Extract provided:
────────

|
Claims  |
|
|
We claim:
1. A method for generating segment durations in a text-to-speech system,
wherein, for input text that generates a linguistic description of speech
to be uttered including at least one segment description, comprising the
steps of:
A) generating a linguistic description-based information vector for each
segment description in the linguistic description of the input text,
wherein the information vector includes a description of a sequence of
segments surrounding a described segment and descriptive information for a
context associated with the described segment;
B) providing the information vector as input to a pretrained neural network
having feedforward neural network elements, wherein the training data for
the pretrained neural network has been generated by recording natural
speech, partitioning the speech data into segments associated with
identified phones, and marking at least one of syntactical, intonational,
and stress information; and
C) generating a representation of a duration associated with each phone in
a sequence of phones in the described segment by the pretrained neural
network.
2. The method of claim 1 wherein:
A) the speech is described as a sequence of phone identifications;
B) the segments for which duration is being generated are segments of
speech expressing predetermined phones in the sequence of phone
identifications; and
C) segment descriptions include the phone identifications.
3. The method of claim 2 wherein the descriptive information includes at
least one of:
A) articulatory features associated with each phone in the sequence of
phones;
B) locations of syllable, word and other syntactic and intonational
boundaries;
C) syllable strength information;
D) descriptive information of a word type; and
E) rule firing information.
4. The method of claim 1 wherein the representation of the duration is a
logarithm of the duration.
5. The method of claim 1 wherein the pretrained neural network has been
trained using back-propagation of errors.
6. The method of claim 1 wherein the steps of the method are stored in a
memory unit of a computer.
7. The method of claim 1 wherein the steps of the method are embodied in a
tangible medium of/for a Digital Signal Processor, DSP.
8. The method of claim 1 wherein the steps of the method are embodied in a
tangible medium of/for an Application Specific Integrated Circuit, ASIC.
9. The method of claim 1 wherein the steps of the method are embodied in a
tangible medium of a gate array.

────────

What is asked:
A: According to the patent claims, what can the representation of the duration be?
B: Using the patent claims, explain how the training data for the pretrained neural network was produced.

Provided data:
────────

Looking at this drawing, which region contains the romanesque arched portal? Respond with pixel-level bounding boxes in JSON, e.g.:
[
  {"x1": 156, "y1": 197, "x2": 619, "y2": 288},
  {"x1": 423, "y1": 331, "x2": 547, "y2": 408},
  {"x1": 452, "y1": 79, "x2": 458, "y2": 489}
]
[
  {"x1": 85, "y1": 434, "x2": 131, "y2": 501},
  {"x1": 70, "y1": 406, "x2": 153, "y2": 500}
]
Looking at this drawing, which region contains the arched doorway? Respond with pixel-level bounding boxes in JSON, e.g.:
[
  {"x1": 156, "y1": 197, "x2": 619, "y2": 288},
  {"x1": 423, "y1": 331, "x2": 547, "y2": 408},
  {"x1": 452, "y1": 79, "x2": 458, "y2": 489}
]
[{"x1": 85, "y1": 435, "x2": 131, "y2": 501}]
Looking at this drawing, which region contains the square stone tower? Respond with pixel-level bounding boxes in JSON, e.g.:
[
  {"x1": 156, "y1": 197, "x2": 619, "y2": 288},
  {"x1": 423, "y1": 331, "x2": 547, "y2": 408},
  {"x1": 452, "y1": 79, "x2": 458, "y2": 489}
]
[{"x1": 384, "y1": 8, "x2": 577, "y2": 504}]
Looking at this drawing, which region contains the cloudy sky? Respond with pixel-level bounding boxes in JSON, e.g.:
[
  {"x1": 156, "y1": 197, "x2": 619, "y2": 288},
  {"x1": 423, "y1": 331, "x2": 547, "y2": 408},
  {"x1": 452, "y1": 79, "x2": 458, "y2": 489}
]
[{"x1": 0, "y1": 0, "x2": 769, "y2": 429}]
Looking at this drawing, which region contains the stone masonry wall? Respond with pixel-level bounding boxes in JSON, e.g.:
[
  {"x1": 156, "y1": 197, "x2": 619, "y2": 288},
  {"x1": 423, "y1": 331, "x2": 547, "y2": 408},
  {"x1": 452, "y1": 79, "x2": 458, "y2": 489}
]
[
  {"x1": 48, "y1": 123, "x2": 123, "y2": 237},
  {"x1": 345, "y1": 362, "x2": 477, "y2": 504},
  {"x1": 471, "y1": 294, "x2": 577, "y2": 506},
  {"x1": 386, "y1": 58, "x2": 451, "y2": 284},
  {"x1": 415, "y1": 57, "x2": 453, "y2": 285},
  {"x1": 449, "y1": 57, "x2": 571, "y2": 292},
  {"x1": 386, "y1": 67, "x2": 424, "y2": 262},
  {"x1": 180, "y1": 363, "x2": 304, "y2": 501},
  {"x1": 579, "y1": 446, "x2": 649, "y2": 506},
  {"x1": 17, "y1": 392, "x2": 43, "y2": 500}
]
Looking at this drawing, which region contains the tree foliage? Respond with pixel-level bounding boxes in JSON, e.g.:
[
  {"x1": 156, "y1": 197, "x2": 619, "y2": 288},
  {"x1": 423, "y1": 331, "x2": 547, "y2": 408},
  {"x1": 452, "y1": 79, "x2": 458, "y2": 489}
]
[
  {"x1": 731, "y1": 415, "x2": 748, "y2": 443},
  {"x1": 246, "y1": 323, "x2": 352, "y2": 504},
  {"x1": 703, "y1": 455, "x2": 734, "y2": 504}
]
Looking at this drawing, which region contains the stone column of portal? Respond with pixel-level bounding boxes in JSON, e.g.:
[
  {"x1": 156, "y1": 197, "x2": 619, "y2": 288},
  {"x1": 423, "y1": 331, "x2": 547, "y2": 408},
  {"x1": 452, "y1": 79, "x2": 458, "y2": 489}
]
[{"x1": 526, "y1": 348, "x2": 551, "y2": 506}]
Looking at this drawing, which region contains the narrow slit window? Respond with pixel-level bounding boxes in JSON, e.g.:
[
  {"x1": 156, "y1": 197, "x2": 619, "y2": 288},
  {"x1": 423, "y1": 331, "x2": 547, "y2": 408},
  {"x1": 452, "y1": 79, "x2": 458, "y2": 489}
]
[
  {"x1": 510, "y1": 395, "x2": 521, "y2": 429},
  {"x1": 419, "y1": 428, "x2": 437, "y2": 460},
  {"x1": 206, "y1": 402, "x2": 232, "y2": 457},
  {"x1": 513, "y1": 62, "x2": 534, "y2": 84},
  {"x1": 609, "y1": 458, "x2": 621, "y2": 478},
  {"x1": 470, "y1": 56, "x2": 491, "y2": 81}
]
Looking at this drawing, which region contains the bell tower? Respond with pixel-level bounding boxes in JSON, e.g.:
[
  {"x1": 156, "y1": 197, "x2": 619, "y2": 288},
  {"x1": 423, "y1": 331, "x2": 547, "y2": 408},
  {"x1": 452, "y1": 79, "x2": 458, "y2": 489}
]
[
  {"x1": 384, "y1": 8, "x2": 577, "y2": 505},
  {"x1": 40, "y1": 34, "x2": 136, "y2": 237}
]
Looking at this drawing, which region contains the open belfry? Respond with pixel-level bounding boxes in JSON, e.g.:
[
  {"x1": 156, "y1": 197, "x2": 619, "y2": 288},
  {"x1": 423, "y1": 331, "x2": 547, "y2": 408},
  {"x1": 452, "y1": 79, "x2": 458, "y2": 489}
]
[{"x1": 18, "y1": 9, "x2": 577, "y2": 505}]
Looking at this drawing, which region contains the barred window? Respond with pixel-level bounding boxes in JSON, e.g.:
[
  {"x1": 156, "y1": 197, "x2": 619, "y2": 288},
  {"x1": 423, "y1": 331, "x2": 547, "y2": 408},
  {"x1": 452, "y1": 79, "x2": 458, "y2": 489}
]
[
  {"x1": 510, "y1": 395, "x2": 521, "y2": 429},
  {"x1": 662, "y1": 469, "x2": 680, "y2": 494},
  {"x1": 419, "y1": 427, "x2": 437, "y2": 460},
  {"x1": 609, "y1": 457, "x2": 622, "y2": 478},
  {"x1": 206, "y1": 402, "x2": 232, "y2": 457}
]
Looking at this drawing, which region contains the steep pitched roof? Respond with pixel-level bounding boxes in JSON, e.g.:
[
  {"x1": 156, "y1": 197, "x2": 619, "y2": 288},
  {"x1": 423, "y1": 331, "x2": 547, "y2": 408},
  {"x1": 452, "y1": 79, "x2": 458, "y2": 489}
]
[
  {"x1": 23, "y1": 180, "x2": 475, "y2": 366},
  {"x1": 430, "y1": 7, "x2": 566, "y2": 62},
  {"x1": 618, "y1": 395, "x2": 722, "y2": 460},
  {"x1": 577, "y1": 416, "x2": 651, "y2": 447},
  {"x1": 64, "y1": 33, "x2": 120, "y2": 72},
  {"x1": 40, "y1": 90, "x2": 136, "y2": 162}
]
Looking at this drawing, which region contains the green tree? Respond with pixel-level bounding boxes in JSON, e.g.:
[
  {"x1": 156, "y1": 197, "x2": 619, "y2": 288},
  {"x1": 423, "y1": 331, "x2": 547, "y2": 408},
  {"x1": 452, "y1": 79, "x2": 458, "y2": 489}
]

────────

In response:
A: A logarithm of the duration.

B: Natural speech was recorded, and the speech data was partitioned into segments associated with identified phones. At least one of syntactical, intonational, and stress information was then marked.